··· Exercise data ···

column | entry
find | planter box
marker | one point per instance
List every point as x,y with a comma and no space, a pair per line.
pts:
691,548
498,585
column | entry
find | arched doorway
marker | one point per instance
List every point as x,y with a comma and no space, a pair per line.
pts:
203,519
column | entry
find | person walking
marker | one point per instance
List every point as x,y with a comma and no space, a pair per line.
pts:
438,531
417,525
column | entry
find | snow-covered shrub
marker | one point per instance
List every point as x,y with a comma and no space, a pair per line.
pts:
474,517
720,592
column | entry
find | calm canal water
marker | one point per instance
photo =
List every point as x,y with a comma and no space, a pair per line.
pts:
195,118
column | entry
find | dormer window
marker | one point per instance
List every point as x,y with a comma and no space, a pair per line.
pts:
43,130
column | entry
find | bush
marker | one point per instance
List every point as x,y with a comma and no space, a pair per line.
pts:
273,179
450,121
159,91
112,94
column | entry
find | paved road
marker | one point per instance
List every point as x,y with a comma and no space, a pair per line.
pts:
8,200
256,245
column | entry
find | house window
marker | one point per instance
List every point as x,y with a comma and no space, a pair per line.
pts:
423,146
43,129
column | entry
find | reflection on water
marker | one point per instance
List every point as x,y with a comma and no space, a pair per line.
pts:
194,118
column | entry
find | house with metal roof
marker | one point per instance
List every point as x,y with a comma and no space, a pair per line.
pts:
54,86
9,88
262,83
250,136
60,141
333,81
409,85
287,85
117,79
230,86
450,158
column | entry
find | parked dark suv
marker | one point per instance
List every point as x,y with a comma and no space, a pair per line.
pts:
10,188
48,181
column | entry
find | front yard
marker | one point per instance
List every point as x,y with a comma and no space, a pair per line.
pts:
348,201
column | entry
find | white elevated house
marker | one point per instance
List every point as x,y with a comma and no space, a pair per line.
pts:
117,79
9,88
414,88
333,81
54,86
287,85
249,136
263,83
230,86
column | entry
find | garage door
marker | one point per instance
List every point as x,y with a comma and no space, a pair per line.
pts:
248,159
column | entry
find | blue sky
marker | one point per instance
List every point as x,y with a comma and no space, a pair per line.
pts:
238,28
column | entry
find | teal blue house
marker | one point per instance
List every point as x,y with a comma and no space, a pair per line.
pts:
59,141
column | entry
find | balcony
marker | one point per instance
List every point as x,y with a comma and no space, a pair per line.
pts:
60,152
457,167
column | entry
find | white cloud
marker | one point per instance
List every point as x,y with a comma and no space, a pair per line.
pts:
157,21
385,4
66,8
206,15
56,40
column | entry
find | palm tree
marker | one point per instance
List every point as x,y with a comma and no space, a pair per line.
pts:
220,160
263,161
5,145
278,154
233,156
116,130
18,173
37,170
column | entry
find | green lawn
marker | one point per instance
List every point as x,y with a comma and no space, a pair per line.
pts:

···

Stated goal:
How many lines in the entries above contain the string "window"? Reply with the number alone.

Written answer:
2